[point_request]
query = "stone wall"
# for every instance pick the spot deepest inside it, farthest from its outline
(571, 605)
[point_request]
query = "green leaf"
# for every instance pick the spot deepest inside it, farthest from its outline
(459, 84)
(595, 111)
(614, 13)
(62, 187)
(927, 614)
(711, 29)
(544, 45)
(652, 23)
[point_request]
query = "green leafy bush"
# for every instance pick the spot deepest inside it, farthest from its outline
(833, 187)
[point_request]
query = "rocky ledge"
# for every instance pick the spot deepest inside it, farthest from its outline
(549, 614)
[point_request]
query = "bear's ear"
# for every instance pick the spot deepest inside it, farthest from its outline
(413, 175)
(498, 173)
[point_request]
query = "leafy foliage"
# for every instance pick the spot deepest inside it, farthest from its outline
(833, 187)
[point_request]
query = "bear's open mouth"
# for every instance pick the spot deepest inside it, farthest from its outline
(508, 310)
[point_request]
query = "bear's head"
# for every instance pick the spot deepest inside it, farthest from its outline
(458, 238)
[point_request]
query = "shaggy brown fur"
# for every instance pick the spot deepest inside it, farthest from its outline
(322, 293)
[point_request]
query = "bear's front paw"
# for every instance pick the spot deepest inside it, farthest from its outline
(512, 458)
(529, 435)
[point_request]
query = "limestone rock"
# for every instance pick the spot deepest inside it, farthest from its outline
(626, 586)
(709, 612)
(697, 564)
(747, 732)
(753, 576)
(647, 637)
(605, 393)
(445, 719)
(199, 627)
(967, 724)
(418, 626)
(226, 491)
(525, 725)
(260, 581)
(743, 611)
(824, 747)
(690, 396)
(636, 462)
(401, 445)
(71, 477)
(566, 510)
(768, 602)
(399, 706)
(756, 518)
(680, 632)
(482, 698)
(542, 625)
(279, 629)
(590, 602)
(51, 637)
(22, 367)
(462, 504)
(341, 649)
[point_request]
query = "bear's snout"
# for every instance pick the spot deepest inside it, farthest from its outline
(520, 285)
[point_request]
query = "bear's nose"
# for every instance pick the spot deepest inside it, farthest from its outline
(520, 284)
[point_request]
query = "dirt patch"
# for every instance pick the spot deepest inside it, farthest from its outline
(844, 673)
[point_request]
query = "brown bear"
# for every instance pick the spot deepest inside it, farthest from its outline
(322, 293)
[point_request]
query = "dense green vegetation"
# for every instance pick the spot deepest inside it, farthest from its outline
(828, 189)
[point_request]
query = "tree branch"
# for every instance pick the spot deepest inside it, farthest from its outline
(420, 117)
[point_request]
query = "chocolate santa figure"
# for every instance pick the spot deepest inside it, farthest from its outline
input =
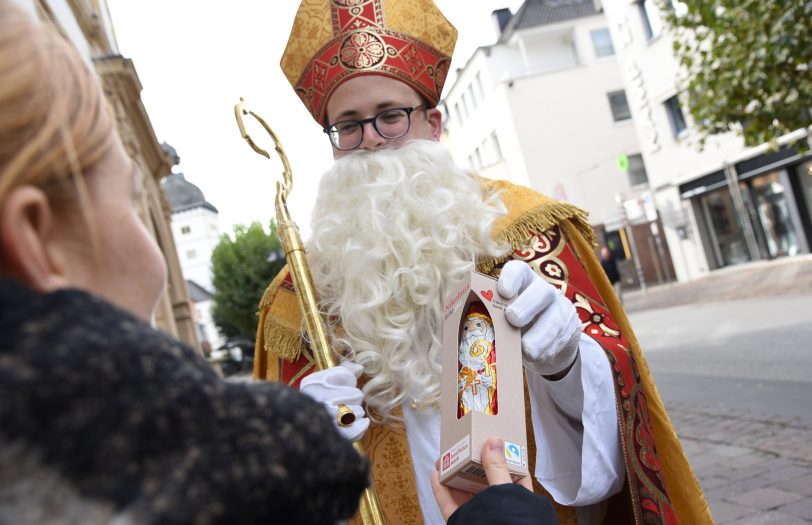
(476, 378)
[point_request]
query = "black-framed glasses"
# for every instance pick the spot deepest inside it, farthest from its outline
(390, 124)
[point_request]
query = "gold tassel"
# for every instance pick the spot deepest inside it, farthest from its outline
(539, 220)
(281, 341)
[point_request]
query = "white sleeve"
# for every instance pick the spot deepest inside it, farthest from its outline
(579, 459)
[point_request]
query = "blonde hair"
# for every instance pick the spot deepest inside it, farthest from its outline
(54, 121)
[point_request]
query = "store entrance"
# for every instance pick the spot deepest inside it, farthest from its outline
(766, 201)
(726, 234)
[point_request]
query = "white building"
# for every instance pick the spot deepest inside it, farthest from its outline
(89, 28)
(196, 231)
(721, 206)
(546, 107)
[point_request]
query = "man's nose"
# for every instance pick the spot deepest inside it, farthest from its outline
(372, 139)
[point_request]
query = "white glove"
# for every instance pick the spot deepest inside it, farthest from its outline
(337, 386)
(550, 325)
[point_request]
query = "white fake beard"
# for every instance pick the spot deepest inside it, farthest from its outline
(394, 230)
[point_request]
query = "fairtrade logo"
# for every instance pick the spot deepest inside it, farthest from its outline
(513, 454)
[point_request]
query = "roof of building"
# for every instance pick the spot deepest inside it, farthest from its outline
(534, 13)
(197, 293)
(183, 195)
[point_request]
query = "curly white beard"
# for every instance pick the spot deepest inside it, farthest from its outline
(392, 230)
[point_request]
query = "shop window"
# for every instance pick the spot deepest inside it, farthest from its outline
(652, 21)
(637, 170)
(602, 43)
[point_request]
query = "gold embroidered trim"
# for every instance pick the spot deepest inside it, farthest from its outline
(282, 342)
(539, 220)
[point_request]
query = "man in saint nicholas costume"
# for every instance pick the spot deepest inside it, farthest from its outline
(395, 225)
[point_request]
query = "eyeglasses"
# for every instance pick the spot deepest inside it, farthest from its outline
(390, 124)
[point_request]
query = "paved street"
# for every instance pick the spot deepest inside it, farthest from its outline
(732, 357)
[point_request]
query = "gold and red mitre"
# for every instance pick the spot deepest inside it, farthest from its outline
(334, 40)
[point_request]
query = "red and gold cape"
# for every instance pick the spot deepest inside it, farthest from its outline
(556, 240)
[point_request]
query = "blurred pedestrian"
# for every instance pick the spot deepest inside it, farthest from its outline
(102, 418)
(609, 265)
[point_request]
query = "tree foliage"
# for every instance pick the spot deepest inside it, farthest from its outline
(747, 65)
(242, 268)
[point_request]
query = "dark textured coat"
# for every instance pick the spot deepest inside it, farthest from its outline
(103, 419)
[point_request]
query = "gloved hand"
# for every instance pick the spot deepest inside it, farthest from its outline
(550, 325)
(337, 386)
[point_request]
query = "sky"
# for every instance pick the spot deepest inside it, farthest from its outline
(195, 59)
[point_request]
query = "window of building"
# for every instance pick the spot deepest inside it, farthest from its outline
(675, 115)
(637, 170)
(602, 43)
(497, 150)
(652, 21)
(479, 88)
(458, 112)
(619, 106)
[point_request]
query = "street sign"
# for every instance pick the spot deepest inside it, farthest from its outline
(623, 162)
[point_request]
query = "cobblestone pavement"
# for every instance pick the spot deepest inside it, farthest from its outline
(755, 469)
(788, 276)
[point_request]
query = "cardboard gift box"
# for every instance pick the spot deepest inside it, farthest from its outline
(482, 392)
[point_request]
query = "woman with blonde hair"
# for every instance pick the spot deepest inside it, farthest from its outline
(102, 418)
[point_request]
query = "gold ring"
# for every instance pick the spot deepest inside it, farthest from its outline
(346, 416)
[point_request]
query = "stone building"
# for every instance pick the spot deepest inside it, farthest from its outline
(88, 26)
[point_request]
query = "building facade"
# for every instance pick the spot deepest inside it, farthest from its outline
(88, 26)
(546, 106)
(723, 205)
(195, 227)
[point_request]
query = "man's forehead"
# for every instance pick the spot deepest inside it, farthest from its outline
(365, 94)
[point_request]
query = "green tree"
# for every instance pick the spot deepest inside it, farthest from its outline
(748, 65)
(242, 267)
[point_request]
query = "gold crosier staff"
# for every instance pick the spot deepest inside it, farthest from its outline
(315, 327)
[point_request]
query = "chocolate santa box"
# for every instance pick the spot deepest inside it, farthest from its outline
(482, 385)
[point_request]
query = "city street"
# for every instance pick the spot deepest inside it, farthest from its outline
(733, 361)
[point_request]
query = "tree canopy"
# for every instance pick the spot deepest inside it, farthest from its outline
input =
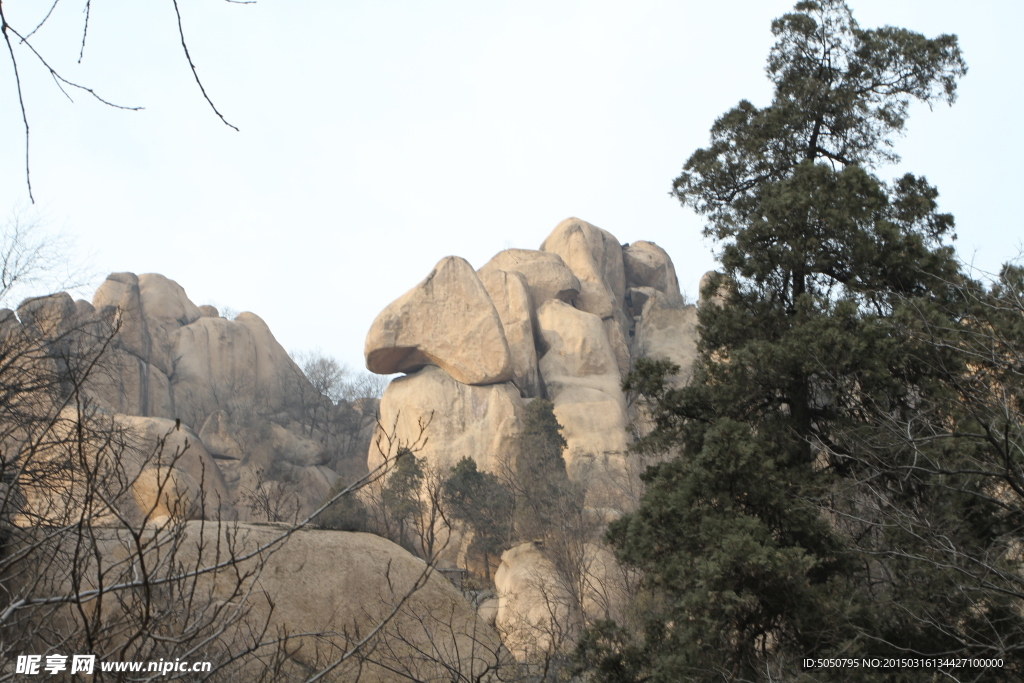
(791, 525)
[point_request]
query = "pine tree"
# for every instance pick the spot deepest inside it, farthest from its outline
(759, 541)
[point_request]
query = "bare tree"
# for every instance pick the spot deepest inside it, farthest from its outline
(18, 31)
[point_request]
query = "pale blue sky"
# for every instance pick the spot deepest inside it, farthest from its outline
(377, 137)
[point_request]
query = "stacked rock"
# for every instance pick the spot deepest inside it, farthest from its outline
(563, 323)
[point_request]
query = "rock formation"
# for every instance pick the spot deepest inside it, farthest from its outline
(175, 378)
(573, 315)
(563, 323)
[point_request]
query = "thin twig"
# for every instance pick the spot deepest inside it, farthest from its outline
(192, 66)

- [EXERCISE DETAILS]:
Without including the pictures, return each record above exactly as it stands.

- [ANSWER IN FULL]:
[point_request]
query = "stone wall"
# for every instance pick the spot deepest inside it, farthest from its outline
(571, 605)
[point_request]
query = "green leaf"
# for every instance pick the spot deepest inside it, farthest from its outline
(459, 84)
(595, 111)
(614, 13)
(62, 187)
(927, 614)
(711, 29)
(544, 45)
(652, 23)
[point_request]
query = "green leafy bush"
# for every instance pick the spot deepest inside it, farthest from its outline
(833, 187)
[point_request]
query = "rocky ledge"
# for every instance pick the spot deepest inside it, farthest from its outline
(549, 614)
[point_request]
query = "bear's ear"
# for every instance pick the spot deepest inside it, farthest from its outline
(413, 175)
(498, 173)
[point_request]
query = "leafy foliage"
# for every instance pick the spot deepest inside it, farthest from its outline
(833, 187)
[point_request]
query = "bear's open mouth"
# for every instance pick the spot deepest inside it, farthest from its outline
(508, 310)
[point_request]
query = "bear's head"
# for every instance pick the spot deepest inside it, farthest from its outline
(458, 238)
[point_request]
query = "shaggy brown fur"
# for every instance pick the spot deepest inside it, farthest from its outline
(322, 293)
[point_request]
query = "bear's front paw"
# for every instance pick the spot deepest inside it, farthest from its outline
(512, 458)
(529, 435)
[point_request]
query = "limestone rock"
# for every instance pick the spot deepest inside it, farthest from its outline
(626, 586)
(709, 612)
(697, 564)
(747, 732)
(753, 576)
(647, 637)
(605, 393)
(445, 719)
(199, 627)
(967, 724)
(418, 626)
(226, 491)
(525, 725)
(260, 581)
(743, 611)
(824, 747)
(690, 396)
(636, 462)
(401, 445)
(71, 477)
(566, 510)
(768, 602)
(399, 706)
(756, 518)
(680, 632)
(482, 698)
(542, 625)
(279, 629)
(590, 602)
(51, 637)
(22, 367)
(462, 504)
(341, 649)
[point_request]
query = "bear's snout"
# for every instance pick the spot deepest inside it, farthest from its outline
(520, 285)
[point_request]
query = "bear's nose"
# for every instance pick the spot deepest inside it, farthest from its outline
(520, 284)
[point_request]
query = "dirt patch"
# for every instance pick the spot deepest inside it, farthest from its outline
(844, 673)
[point_request]
query = "brown bear"
# for every instance pick the spot deepest inside it, farthest from its outline
(322, 293)
[point_request]
query = "dense green vegetation"
# for every instance pick the spot deepest inside it, farthest from its outline
(828, 189)
[point_request]
query = "tree branch"
# for every instance pick the spot deepest inside it, farthest from its outline
(420, 117)
[point_request]
query = "chocolate santa figure"
# for every instance pick the spot deepest inside it, farthest from its outline
input =
(476, 378)
[point_request]
query = "black-framed glasses"
# for every instance pick the spot deepest inside it, farthest from its outline
(390, 124)
[point_request]
query = "gold tassel"
# for every instance pick the spot deepest inside it, farthest from its outline
(539, 220)
(281, 341)
[point_request]
query = "white sleeve"
# for every instance pick the spot deepest inside it, farthest from its outline
(579, 459)
[point_request]
query = "blonde hair"
# for every instance pick the spot deepest inside it, farthest from its outline
(54, 121)
[point_request]
query = "store entrance"
# for every instance pick the spot deepest inside it, farthest from its outline
(766, 201)
(726, 234)
[point_request]
query = "white building"
# for every instance pick the spot deepest inside it, farthest from its outline
(89, 28)
(196, 231)
(721, 206)
(546, 107)
[point_request]
query = "man's nose"
# for every instance pick the spot deepest inside it, farthest from its outline
(372, 139)
[point_request]
query = "white glove"
# for every instance pick the spot deepest inside it, farthest from its outline
(337, 386)
(550, 325)
[point_request]
query = "white fake beard"
# for every instance pick the spot deepest inside it, farthest from its outline
(394, 230)
[point_request]
query = "fairtrade logo"
# for every instance pick the spot deepest inside it, farthest from its outline
(513, 454)
[point_request]
query = "roof of building"
# for every instance pick the spot deepest inside it, farthest from its outline
(534, 13)
(197, 293)
(183, 195)
[point_request]
query = "curly white beard"
# for every instance pick the spot deepest inside it, farthest from its outline
(392, 230)
[point_request]
query = "shop window"
# for every instance pick the spot deepest inside it, farthest from its outline
(652, 21)
(637, 170)
(602, 43)
[point_request]
query = "gold embroidered trim"
# for every instance pick the spot deepest inside it, farthest from its outline
(282, 342)
(539, 220)
[point_request]
query = "man in saint nicholas costume"
# for every instance pick the spot deepest inside it, farthest from its outline
(395, 225)
[point_request]
query = "eyeglasses"
# for every instance pick the spot deepest inside it, farthest from its outline
(390, 124)
[point_request]
query = "paved street"
# for every instance pick the spot deepest inside it, farthest from its outline
(732, 357)
[point_request]
query = "gold and red mitre"
# for every instance pick the spot deepest inside it, farthest from its outline
(334, 40)
[point_request]
query = "red and gold cape"
# for every instance pick the spot deepest inside it, farthest from its outline
(556, 240)
[point_request]
query = "blurred pedestrian"
# for every instance pick the spot deepest inside it, farthest from its outline
(102, 418)
(609, 265)
[point_request]
query = "tree foliage"
# for every instance pick the spot deepest inside it, farthest from its outline
(747, 65)
(242, 268)
[point_request]
query = "dark textured coat"
# for every instance pick the spot deepest inside it, farthest from its outline
(103, 419)
[point_request]
query = "gloved hand"
# for every instance pick the spot deepest inside it, farthest from its outline
(550, 325)
(337, 386)
[point_request]
query = "sky"
# for every instance pick the spot deepest inside it, farthest from its outline
(195, 59)
[point_request]
query = "window of building"
# for every instance pick the spot deepest inside it, farthest from its outline
(675, 115)
(637, 170)
(602, 43)
(497, 150)
(652, 21)
(479, 88)
(458, 112)
(619, 106)
[point_request]
query = "street sign"
# for every instance pick the spot deepest inside it, farthest from its outline
(623, 162)
[point_request]
query = "cobblestone pavement"
# for every instance pick the spot deepest inside it, farthest from its outline
(755, 469)
(788, 276)
[point_request]
query = "cardboard gift box"
# for every instance pick the spot deepest inside it, farthest from its outline
(482, 392)
[point_request]
query = "woman with blonde hair"
# for every instance pick the spot deepest inside it, farthest from its outline
(102, 418)
[point_request]
query = "gold ring"
# for every instance pick the spot deepest inside it, farthest from its outline
(346, 416)
[point_request]
query = "stone building"
# for every instance pick the spot deepest inside it, farthest from its outline
(88, 26)
[point_request]
query = "building facade"
# for every instance pick the spot deepest inside it, farthest from its outline
(88, 26)
(546, 106)
(723, 205)
(195, 227)
[point_request]
query = "man's forehead"
# for every instance pick the spot deepest inside it, farthest from its outline
(365, 94)
[point_request]
query = "green tree"
# for every instance pick the spot deepest inside it, farthest from its outline
(748, 65)
(242, 267)
[point_request]
query = "gold crosier staff"
# for every instance pick the spot deepest inside it, farthest from its outline
(315, 327)
[point_request]
query = "chocolate santa box"
# for every instance pick the spot deepest inside it, farthest from its outline
(482, 385)
[point_request]
query = "city street"
# for every instance pick the spot deepest inside it, farthest from its outline
(733, 361)
[point_request]
query = "tree canopy"
# for every instance pick the spot deepest inside it, farthest from its outline
input =
(791, 525)
[point_request]
query = "pine tree"
# for every instance pick the spot deepest inside it, farthest from its outline
(759, 541)
[point_request]
query = "bare tree"
# for every instance pick the spot deepest inside it, farthest from its outline
(18, 31)
[point_request]
query = "pale blue sky"
# for every instance pick the spot deepest inside it, farthest from its outline
(377, 137)
[point_request]
query = "stacked rock"
# for every instance pick the spot deepest inside it, farthest from its outline
(563, 323)
[point_request]
query = "rock formation"
# for every instance pick the spot deepest inside it, farthest from its outline
(175, 378)
(573, 315)
(563, 323)
[point_request]
query = "thin twig"
# for every instance pick the spot deepest inside it, farthest from its outline
(192, 66)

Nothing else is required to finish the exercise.